AIM OF THE TASK » Below are the entries; output exactly the lines from the one containing "Could you point out the hazy" through the final line, inclusive.

----- RECORDS FOR THIS TASK

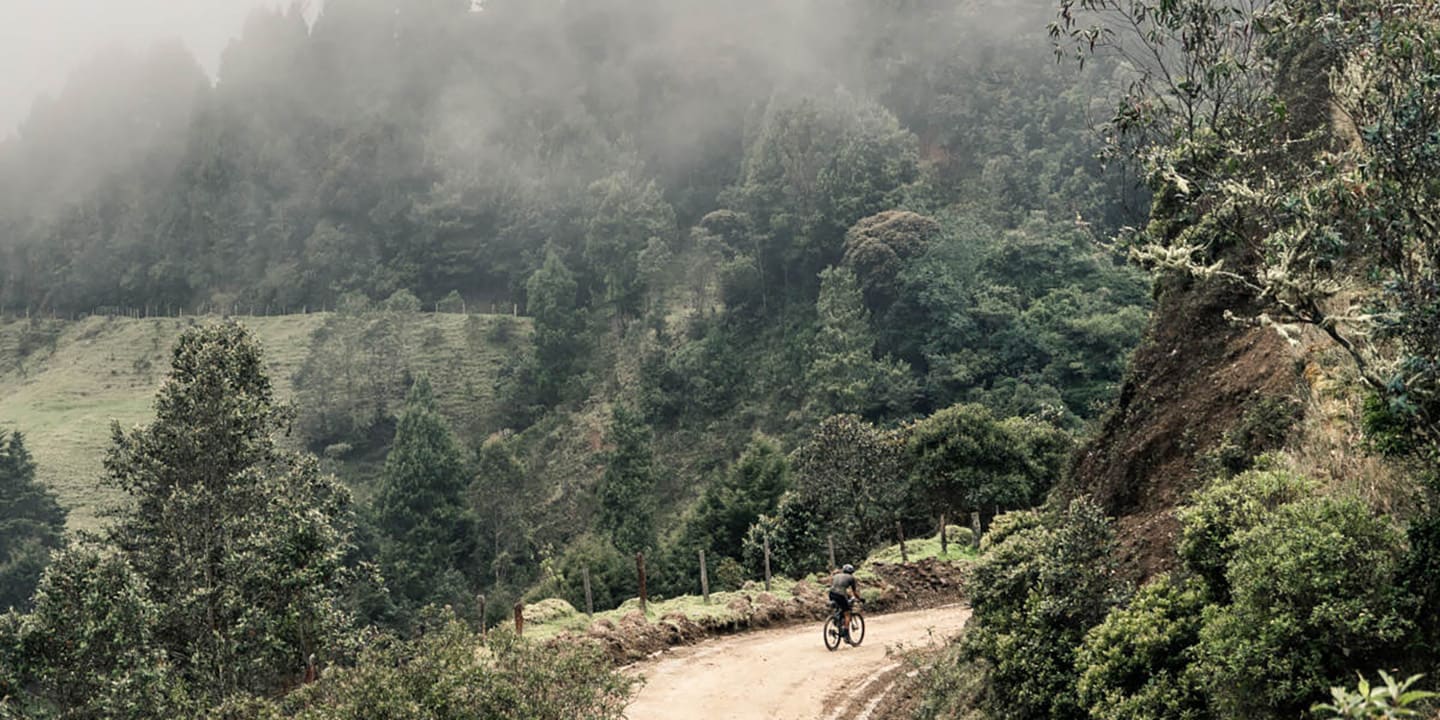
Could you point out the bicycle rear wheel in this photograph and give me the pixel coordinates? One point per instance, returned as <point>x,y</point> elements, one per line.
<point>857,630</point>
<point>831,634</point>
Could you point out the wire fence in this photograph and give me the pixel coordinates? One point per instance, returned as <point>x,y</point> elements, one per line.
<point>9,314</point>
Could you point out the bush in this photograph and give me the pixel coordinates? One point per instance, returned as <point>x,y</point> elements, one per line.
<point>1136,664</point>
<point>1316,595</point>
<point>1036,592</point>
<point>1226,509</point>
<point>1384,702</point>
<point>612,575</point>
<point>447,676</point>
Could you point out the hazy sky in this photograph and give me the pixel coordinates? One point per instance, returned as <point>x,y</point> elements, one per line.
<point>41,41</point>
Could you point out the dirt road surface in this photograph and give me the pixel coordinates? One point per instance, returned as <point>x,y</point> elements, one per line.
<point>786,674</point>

----------

ANSWER SPACE »
Could you point out the hazy sky in this photograph and give me the pixel coordinates? One point per instance, returned as <point>x,y</point> elements, one per line.
<point>41,41</point>
Could you point out the dirt road surface in this photograph and give me the pixel coordinates? One point per instance, returned as <point>x,y</point> elements, one per line.
<point>786,674</point>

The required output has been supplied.